Request 1: According to the article on biomethane and the Euro-Mediterranean region, what share of the world's population lives in urban areas today?

From Waste to Biomethane: Fostering Circular Economy Solutions in the Euro-Mediterranean Region

From Waste to Biomethane: Fostering Circular Economy Solutions in the Euro-Mediterranean Region
Michele Ziosi*

“The transition to low-emission mobility is without alternative” reads the first point of the 2017 Declaration of intent on promoting large-scale deployment of clean, alternatively fuelled buses in Europe.[1] This assumption is incontrovertibly true. The need to limit greenhouse gas emissions and contain the threat of global warming, while at the same time restrict the release of pollutants into the air (nitrogen oxides – NOx and particulate matter – PM, above all),[2] have become priority commitments for a majority of states in the international system.

Improved urban mobility and low-emission public transport are expected to make a significant contribution to these processes. The reason is clear: today, 55 per cent of the world’s population lives in urban areas, a proportion that is expected to increase to 68 per cent by 2050.[3] In Europe the figure is already higher, as over 70 per cent of Europeans currently live in metropolitan areas. Yet, while significant differences exist in terms of state capacity, investments and public service provision, such trends are also present in the southern Mediterranean, where 2.5 billion people are expected to live in cities by 2050.

One of the consequences of urbanization is the parallel growth in demand for public transport. This was recently confirmed by the European Environment Agency[4] but is even more evident in those national realities such as Italy where high numbers of private vehicles lead to reoccurring congestion problems, not to mention high levels of air pollution.[5]

In light of growing pace of urbanization and the related increase in public service requirements, it is essential that cities on the northern and southern shores of the Mediterranean be provided with efficient, safe and environmentally sustainable city logistics.

To achieve this goal, it is necessary to encourage the modernization of the vehicle fleet. According to the most recent data, a large share of the over 900,000 buses currently in service in the EU are well over ten years old, a much higher average compared to passenger cars or commercial vehicles.[6] Similarly, the approximately 80,000 buses operating in Algeria,[7] as well as those in most other Middle East and North Africa (MENA) countries, far exceed the average of ten years of utility. This means that many of these buses use engines that cannot guarantee high quality emissions standards in terms of either greenhouse gases or pollutants.

Figure 1 | Age of buses in the EU per country (%), 2011

Source: Nina Nesterova and Ruud Verbeek, “Smart Choices for Cities. Clean Buses for Your City”, in CIVITAS Policy Notes, 2013, p. 10, https://civitas.eu/node/37951.

Replacing obsolete vehicles will have to take into account both environmental criteria and other equally relevant factors such as the need to ensure public service under adverse weather or supply conditions and the importance of using the best technology for each context and service.

For example, electric powered engines have now reached a level of maturity that allows them to achieve excellent performances on urban lines, a sector where brands like Heuliez Bus – part of CNH Industrial since 2013 – have long been successfully operating in Europe, offering the most complete range of fully electric urban buses on the market. On the other hand, for extra-urban services, where a significant recharging autonomy is required, giving priority to other types of technologies seems logical.

Material provided:

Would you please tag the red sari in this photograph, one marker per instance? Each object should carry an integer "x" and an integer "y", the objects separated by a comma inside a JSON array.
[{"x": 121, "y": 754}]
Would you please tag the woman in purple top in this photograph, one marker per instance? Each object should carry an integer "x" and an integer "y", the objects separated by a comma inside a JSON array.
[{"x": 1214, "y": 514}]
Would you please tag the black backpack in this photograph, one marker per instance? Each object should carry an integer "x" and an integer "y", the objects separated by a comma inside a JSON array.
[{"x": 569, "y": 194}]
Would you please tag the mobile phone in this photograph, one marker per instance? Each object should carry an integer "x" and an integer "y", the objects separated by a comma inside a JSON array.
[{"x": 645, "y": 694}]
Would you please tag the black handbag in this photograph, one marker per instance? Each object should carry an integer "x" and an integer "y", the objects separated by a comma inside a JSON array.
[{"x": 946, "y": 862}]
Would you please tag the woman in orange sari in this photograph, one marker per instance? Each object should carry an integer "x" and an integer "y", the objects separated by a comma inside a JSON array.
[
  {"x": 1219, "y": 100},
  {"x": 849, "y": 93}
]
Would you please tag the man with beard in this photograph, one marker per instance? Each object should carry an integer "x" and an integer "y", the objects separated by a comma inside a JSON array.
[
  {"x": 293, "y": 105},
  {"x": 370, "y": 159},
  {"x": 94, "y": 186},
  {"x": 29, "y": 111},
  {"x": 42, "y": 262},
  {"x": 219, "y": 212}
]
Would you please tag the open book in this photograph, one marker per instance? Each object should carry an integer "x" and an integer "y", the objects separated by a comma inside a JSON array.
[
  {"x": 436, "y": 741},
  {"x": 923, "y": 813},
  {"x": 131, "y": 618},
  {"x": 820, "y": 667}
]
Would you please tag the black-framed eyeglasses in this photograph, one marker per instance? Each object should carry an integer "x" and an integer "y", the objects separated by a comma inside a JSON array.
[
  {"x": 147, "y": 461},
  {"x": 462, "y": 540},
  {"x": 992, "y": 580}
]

Request 2: Shift every x and y coordinate in the answers by -137, and write the records out again with their requests, starting with the line that contains "Would you please tag the black-framed" and continuing through the end of the records.

Correct result 1: 55 percent.

Correct result 2:
Would you please tag the black-framed eyeglasses in this photograph, one marker per instance? Each object should carry an integer "x" and an integer "y", the objects separated by a comma inside a JSON array.
[
  {"x": 10, "y": 324},
  {"x": 325, "y": 403},
  {"x": 855, "y": 443}
]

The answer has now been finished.